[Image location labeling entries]
..........

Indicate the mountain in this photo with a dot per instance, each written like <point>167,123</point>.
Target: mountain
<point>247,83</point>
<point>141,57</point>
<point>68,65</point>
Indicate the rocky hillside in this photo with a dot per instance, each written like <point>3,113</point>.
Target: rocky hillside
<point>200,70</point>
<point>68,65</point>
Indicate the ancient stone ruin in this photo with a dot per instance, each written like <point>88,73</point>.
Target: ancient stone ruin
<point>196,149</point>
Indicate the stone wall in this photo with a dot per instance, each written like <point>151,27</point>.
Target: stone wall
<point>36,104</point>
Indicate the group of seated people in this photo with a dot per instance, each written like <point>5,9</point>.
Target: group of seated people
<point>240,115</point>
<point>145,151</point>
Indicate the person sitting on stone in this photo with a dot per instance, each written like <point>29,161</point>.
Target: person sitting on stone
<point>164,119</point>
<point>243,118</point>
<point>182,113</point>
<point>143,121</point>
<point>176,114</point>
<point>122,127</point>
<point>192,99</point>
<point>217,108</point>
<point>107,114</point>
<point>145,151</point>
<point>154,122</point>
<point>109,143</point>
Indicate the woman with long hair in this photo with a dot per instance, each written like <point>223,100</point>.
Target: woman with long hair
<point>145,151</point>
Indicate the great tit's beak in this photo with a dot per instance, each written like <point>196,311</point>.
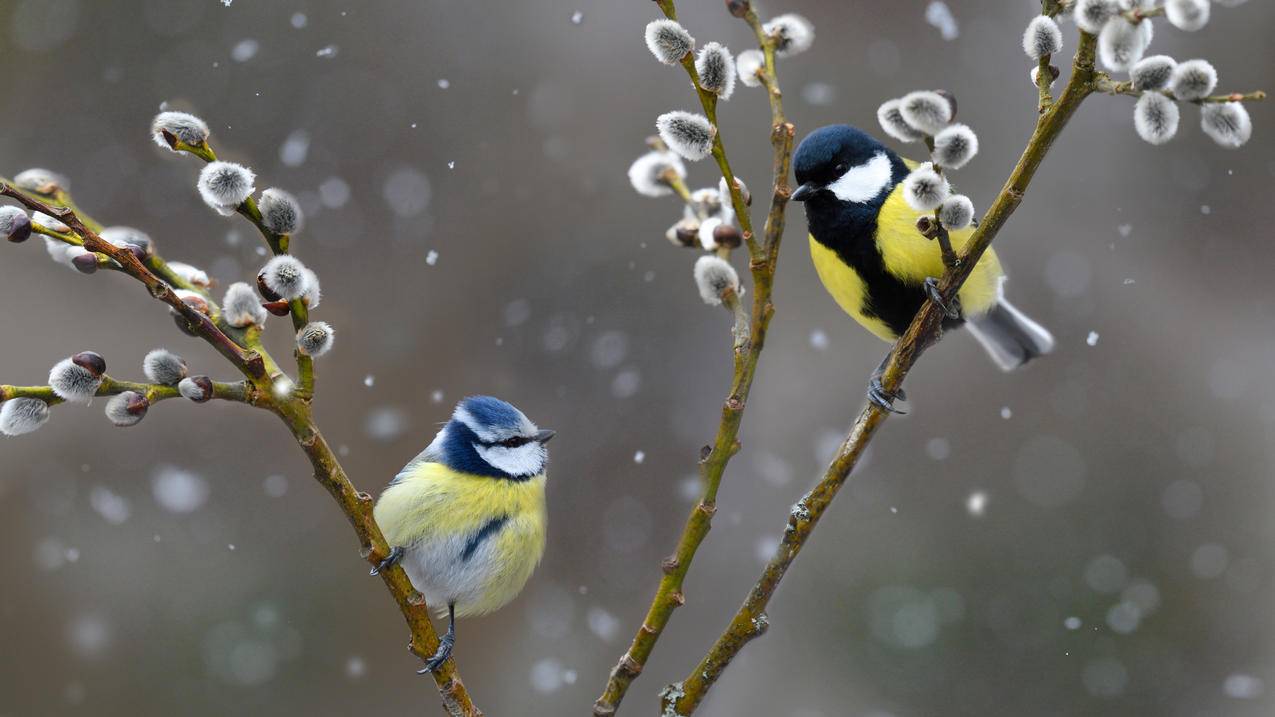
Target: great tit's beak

..........

• _WHAT YOU NEED TO DO_:
Arrange all of the lines above as a numbered list, skipping any blank lines. Leave the pictures out of your answer.

• _WRITTEN ANSWER_:
1. Indicate the mountain in this photo with a dot per instance, each written like <point>167,123</point>.
2. Target: mountain
3. <point>247,83</point>
4. <point>141,57</point>
5. <point>68,65</point>
6. Indicate the rocky hillside in this photo with a dot per instance, each written like <point>3,113</point>.
7. Target: rocky hillside
8. <point>200,70</point>
9. <point>68,65</point>
10. Indicate the ancient stone ruin in this photo with a dot per instance, each written like <point>88,73</point>.
11. Target: ancient stone ruin
12. <point>196,149</point>
13. Indicate the stone wall in this photo with a dot per instance, each written like <point>151,27</point>.
14. Target: stone wall
15. <point>36,104</point>
16. Indicate the group of seated people in this photo with a dot per instance, each written like <point>5,9</point>.
17. Target: group of seated people
18. <point>240,115</point>
19. <point>145,151</point>
20. Indicate the person sitting on stone in this photo with a dot per instance, each written like <point>29,161</point>.
21. Target: person sitting on stone
22. <point>164,119</point>
23. <point>243,118</point>
24. <point>182,113</point>
25. <point>143,121</point>
26. <point>176,114</point>
27. <point>122,127</point>
28. <point>192,99</point>
29. <point>217,108</point>
30. <point>107,114</point>
31. <point>145,151</point>
32. <point>154,122</point>
33. <point>109,143</point>
34. Indicate the woman with long hair in this photo with a dot per instance, each written like <point>223,100</point>.
35. Target: woman with long hair
36. <point>145,151</point>
37. Indicate the great tit's beak in this photo with a dot per instance, each written like <point>196,311</point>.
38. Target: great tit's beak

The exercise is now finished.